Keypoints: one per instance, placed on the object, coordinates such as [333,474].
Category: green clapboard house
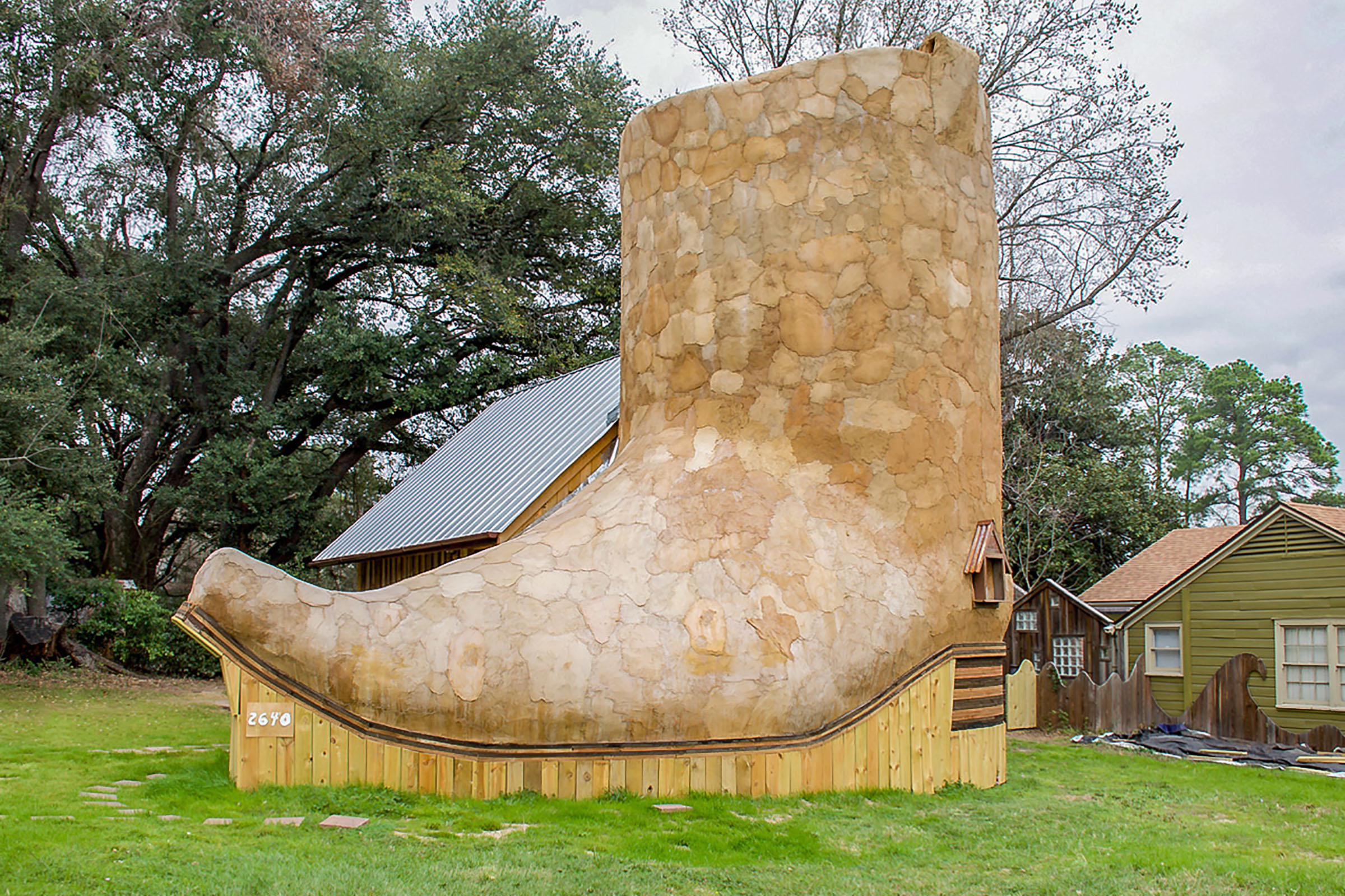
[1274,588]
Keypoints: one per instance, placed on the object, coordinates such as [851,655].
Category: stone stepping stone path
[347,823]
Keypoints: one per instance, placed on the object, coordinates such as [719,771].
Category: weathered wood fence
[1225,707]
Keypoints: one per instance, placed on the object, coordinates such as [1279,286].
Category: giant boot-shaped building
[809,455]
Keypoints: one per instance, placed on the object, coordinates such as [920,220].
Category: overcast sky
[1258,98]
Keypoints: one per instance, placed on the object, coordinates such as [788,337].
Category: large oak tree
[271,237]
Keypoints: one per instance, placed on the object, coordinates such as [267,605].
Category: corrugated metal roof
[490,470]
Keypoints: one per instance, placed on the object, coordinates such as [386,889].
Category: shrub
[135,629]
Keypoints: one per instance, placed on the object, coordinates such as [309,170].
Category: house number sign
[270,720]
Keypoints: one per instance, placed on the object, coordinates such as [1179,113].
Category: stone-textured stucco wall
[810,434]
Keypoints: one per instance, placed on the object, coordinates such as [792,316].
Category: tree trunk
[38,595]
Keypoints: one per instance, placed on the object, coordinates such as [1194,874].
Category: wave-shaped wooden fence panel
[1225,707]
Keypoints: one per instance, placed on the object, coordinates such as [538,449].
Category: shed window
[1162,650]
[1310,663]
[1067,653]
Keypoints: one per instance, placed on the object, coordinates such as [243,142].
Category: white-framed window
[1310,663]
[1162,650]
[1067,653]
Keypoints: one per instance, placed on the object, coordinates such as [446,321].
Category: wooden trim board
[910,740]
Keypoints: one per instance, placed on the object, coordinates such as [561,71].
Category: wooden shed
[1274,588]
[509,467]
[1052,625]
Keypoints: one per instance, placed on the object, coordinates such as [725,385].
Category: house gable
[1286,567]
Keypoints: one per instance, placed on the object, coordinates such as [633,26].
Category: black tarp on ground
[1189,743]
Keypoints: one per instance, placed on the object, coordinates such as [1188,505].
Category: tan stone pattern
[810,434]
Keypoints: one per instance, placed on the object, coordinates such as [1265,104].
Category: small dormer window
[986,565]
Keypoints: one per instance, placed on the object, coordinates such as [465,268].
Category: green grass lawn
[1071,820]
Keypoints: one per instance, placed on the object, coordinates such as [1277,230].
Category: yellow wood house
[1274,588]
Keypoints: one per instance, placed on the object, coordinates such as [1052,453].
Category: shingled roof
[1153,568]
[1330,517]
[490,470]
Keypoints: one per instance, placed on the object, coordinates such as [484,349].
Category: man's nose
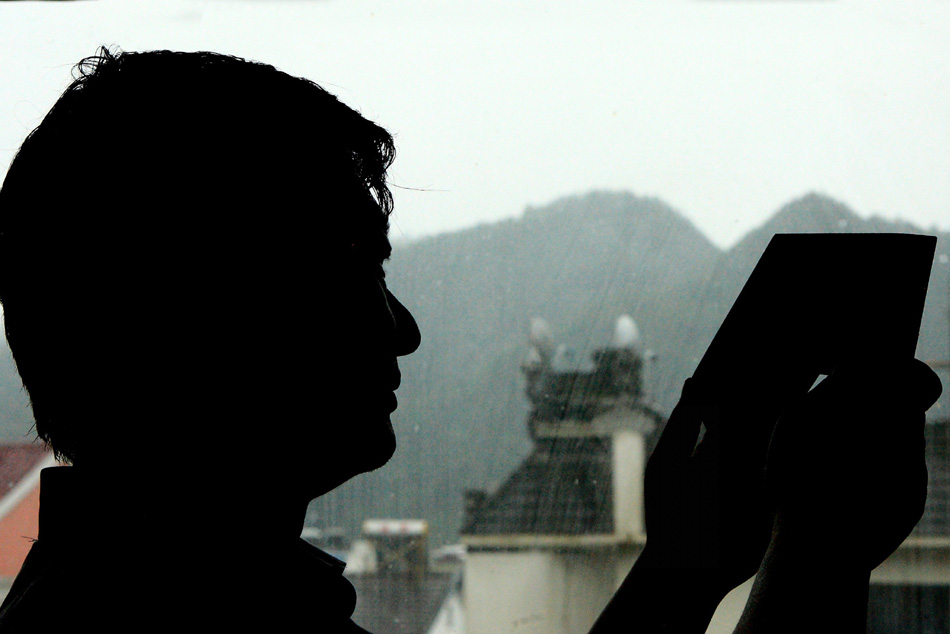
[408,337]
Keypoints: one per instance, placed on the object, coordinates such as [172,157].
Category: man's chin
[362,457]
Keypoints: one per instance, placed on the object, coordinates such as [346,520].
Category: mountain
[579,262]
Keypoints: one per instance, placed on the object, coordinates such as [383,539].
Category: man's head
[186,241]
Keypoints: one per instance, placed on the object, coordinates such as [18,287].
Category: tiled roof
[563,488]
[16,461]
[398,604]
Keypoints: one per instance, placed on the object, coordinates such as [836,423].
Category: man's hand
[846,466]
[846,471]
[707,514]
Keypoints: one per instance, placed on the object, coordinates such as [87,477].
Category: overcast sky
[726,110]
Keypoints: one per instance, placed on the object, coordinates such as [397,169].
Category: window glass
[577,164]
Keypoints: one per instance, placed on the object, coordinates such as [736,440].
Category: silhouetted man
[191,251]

--*--

§ **THE TASK**:
Copy the full listing above exactly, apart from the pictures.

§ **RESPONSE TO THE EXERCISE**:
Keypoints: one per instance, placed on the object, coordinates such as [333,474].
Category: green clapboard house
[1274,588]
Keypoints: one per instance, placed on the object, coordinates such as [851,655].
Category: stone stepping stone path
[347,823]
Keypoints: one per instance, placed on the object, coordinates such as [719,771].
Category: weathered wood fence
[1225,707]
Keypoints: one per instance, placed on the object, coordinates such as [1279,286].
Category: giant boot-shaped building
[809,455]
Keypoints: one per instance, placed on the object, coordinates such as [920,220].
Category: overcast sky
[1258,98]
Keypoints: one per instance, placed on the object, coordinates such as [788,337].
Category: large oak tree
[271,237]
Keypoints: one per instance, placed on the object, coordinates such as [267,605].
Category: corrugated metal roof
[490,470]
Keypoints: one per instance, placed on the object, coordinates such as [386,889].
Category: shrub
[135,629]
Keypoints: one per instance, placed on the object, coordinates such as [309,170].
Category: house number sign
[270,720]
Keypoints: one per instance, placed on the object, coordinates such as [1179,113].
Category: stone-textured stucco wall
[810,434]
Keypoints: one per instance, placed on the object, coordinates such as [792,316].
Category: tree trunk
[38,595]
Keypoints: one per instance, placed on the object, coordinates such as [1194,874].
Category: wave-shaped wooden fence panel
[1225,707]
Keypoints: one per instance, placed on the object, coordinates such as [538,449].
Category: shed window
[1162,650]
[1310,663]
[1067,653]
Keypoints: one per instance, placed on the object, coordinates such as [243,142].
Category: white-framed window
[1310,663]
[1162,650]
[1067,653]
Keypoints: one per instance, placed on the object, coordinates such as [446,321].
Category: wooden trim board
[910,740]
Keypoints: one per instance, placed on the object, coordinates such as [561,71].
Category: wooden shed
[1274,588]
[509,467]
[1052,625]
Keypoints: one per instance, placed on the object, coordinates such as [725,385].
Category: house gable
[1286,567]
Keypoints: one per instance, placed on the object, coordinates such as [633,26].
Category: black tarp on ground
[1189,743]
Keypoints: one per instance, placed on the object, coordinates such as [1188,505].
Category: tan stone pattern
[810,434]
Keypoints: one per instance, placed on the object, coordinates such as [1265,104].
Category: small dormer window
[986,565]
Keypoints: one per instance, placed on the object, coordinates such as [465,268].
Category: green grass lawn
[1071,820]
Keypoints: one per instance, placed on the object, coordinates such as [1277,230].
Category: yellow wood house
[1274,588]
Keypoints: one per instance, placed on the object, coordinates such as [1052,453].
Category: shingled roof
[1153,568]
[1330,517]
[490,470]
Keypoints: one per instance, placed on the object, coordinates such as [484,349].
Category: man's nose
[408,337]
Keypoints: one per instance, placed on the object, coordinates such as [172,157].
Category: man's chin
[362,457]
Keypoints: one per instance, placed on the object, coordinates such as [346,520].
Category: mountain
[579,262]
Keypoints: one per instance, placed on the object, coordinates such as [383,539].
Category: man's head
[186,241]
Keypoints: one per instance, placed on the object, coordinates such as [18,287].
Category: tiled roof
[563,488]
[16,461]
[398,604]
Keypoints: one per instance, placed on the object, coordinates such as [836,423].
Category: man's hand
[846,466]
[846,471]
[707,514]
Keypoints: one per instance, placed on the object, coordinates such as [87,477].
Category: overcast sky
[726,110]
Keypoints: one per instance, placed on the object, coordinates such as [397,169].
Category: window glass
[577,164]
Keypoints: one per instance, placed on the object, coordinates such as [736,440].
Category: silhouetted man
[191,251]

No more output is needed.